TEXTE FOURNI:

103. Alors les démons commencèrent à s’écrier en disant: « O
inimica nostra, ô nostra damnatrix, ô nostra inimica, ô nostra
domnatrix, ô confusio nostra, quare de coelo descendisti, ut
nos hic ita torqueres? Per te quae infernum evacuas et pro
peccatoribus tanquam potens advocata exoras; ô Via coeli
certissima et securissima, cogimur sine mora et intermissione
ulla, nobis quamvis invitis, et contra nitentibus, totam rei
proferre veritatem. Nunc declarandum nobis est simulque
publicandum ipsum medium et modus quo ipsimet confundamur,
unde vae et maledictio in aeternum nostris tenebrarum
principibus.
Audite igitur vos, christiani. Haec christi Mater
potentissima est in preservandis suis servis quominus
precipites ruant in baratrum nostrum inferni. Illa est quae
dissipat et enervat, ut sol, tenebras omnium machinarum et
astutiarum nostrarum, detegit omnes fallacias nostras et ad
nihilum redegit omnes nostras tentationes. Coactique fatemur
neminem nobiscum damnari qui ejus sancto cultui et pio
obsequio devotus perseverat. Unicum ipsius suspirum, ab ispa
et per ipsam sanctissimae Trinitati oblatum, superat et
excedit omnium sanctorum preces, atque pium et sanctum eorum
votum et desiderium, magisque eum formidamus quam omnes
paradisi sanctos; nec contra fideles ejus famulos quidquam
praevalere possumus.

CONSIGNE 1: Dans le texte fourni, qui commence à s'écrier au tout début ?
CONSIGNE 2: Reformulez en français, sous forme de liste concise, le paragraphe du texte fourni qui commence par « Audite igitur vos, christiani », en conservant ses faits principaux.
CONSIGNE 3: Recopiez le passage du texte fourni compris entre « Audite igitur vos, christiani. » et « praevalere possumus. », ces deux bornes incluses.

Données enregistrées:
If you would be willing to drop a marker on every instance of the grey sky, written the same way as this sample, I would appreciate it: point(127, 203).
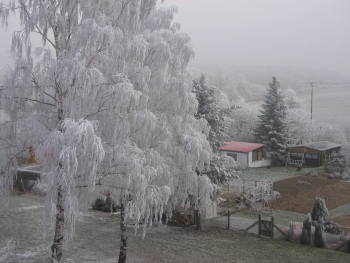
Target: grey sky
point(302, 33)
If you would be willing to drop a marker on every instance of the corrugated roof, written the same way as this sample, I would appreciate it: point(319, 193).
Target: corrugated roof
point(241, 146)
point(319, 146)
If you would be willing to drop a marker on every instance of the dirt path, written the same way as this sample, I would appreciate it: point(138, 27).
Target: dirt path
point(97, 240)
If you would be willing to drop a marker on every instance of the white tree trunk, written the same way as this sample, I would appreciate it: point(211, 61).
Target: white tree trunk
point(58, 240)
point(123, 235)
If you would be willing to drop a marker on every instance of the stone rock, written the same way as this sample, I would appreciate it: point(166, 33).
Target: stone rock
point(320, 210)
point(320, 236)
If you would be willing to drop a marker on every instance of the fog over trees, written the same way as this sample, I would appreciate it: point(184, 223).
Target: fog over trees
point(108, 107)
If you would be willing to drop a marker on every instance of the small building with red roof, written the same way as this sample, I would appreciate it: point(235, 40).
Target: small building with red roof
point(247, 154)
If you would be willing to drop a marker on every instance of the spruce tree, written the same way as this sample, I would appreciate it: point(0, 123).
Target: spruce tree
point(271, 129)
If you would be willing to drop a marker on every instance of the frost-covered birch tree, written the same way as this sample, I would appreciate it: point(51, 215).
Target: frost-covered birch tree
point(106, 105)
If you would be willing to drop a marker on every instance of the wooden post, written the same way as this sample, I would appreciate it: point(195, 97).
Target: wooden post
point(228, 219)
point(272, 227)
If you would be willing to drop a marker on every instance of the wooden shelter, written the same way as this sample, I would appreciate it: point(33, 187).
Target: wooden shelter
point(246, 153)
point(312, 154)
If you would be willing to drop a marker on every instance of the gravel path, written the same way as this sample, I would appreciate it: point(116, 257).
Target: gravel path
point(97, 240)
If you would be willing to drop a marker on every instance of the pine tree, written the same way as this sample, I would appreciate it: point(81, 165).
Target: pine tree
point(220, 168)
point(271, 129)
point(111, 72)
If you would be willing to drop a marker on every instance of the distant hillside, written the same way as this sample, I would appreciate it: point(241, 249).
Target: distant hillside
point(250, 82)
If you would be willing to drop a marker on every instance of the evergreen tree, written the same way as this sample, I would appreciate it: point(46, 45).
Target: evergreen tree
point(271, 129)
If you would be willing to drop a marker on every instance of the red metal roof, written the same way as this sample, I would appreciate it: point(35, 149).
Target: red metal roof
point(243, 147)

* * *

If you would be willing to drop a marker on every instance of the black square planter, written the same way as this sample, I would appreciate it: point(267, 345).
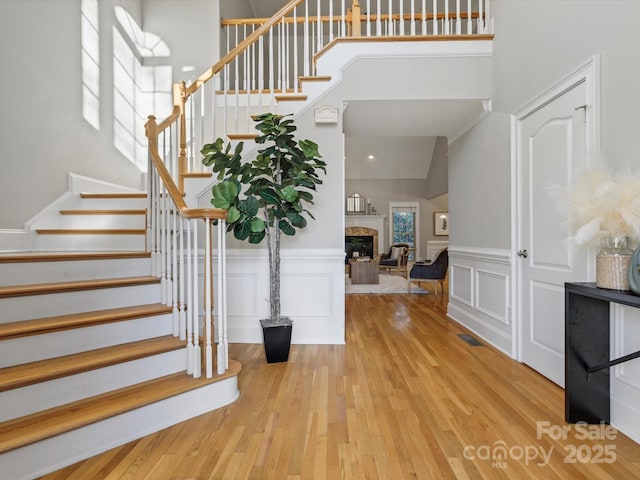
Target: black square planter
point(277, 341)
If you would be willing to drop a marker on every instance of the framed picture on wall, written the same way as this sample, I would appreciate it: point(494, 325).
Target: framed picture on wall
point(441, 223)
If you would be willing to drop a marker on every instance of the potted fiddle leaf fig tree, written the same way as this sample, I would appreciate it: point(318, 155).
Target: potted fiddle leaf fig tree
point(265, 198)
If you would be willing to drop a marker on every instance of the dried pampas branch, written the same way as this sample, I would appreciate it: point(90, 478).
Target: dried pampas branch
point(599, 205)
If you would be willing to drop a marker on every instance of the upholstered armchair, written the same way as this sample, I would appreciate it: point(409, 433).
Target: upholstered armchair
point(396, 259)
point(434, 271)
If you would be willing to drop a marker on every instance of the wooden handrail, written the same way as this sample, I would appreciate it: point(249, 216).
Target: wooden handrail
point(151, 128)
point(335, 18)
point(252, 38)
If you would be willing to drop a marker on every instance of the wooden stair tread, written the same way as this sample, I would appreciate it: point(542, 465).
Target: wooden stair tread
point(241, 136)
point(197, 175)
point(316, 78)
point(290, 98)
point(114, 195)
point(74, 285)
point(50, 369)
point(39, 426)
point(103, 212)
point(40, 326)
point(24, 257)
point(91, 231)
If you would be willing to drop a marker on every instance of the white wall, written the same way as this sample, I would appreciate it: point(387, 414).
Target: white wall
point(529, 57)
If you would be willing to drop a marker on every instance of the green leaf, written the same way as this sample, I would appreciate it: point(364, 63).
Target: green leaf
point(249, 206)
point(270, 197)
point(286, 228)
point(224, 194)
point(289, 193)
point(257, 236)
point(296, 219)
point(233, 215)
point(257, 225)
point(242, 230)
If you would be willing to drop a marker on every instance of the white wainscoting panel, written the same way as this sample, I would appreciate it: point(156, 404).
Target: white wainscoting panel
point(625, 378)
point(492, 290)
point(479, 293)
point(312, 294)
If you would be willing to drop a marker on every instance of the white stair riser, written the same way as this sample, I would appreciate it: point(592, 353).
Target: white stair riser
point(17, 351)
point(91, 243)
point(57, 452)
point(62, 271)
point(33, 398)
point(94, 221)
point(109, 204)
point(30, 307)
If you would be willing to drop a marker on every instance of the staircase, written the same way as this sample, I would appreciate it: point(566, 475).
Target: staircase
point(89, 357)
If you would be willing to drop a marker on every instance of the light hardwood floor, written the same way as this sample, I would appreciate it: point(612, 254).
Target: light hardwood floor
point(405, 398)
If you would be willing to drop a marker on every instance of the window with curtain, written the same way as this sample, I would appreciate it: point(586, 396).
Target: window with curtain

RÉPONSE FINALE 1: Les démons.

RÉPONSE FINALE 2:
- La Mère du Christ est très puissante pour empêcher ses serviteurs de tomber dans l'abîme de l'enfer.
- Comme le soleil, elle dissipe les ténèbres des machinations et des ruses des démons, dévoile leurs tromperies et réduit à néant leurs tentations.
- Les démons avouent, contraints, que personne n'est damné avec eux s'il persévère dans son saint culte et son pieux service.
- Un seul de ses soupirs, offert à la Très Sainte Trinité, surpasse les prières, les vœux et les désirs de tous les saints.
- Les démons le redoutent plus que tous les saints du paradis et ne peuvent rien contre ses fidèles serviteurs.

RÉPONSE FINALE 3:
Audite igitur vos, christiani. Haec christi Mater
potentissima est in preservandis suis servis quominus
precipites ruant in baratrum nostrum inferni. Illa est quae
dissipat et enervat, ut sol, tenebras omnium machinarum et
astutiarum nostrarum, detegit omnes fallacias nostras et ad
nihilum redegit omnes nostras tentationes. Coactique fatemur
neminem nobiscum damnari qui ejus sancto cultui et pio
obsequio devotus perseverat. Unicum ipsius suspirum, ab ispa
et per ipsam sanctissimae Trinitati oblatum, superat et
excedit omnium sanctorum preces, atque pium et sanctum eorum
votum et desiderium, magisque eum formidamus quam omnes
paradisi sanctos; nec contra fideles ejus famulos quidquam
praevalere possumus.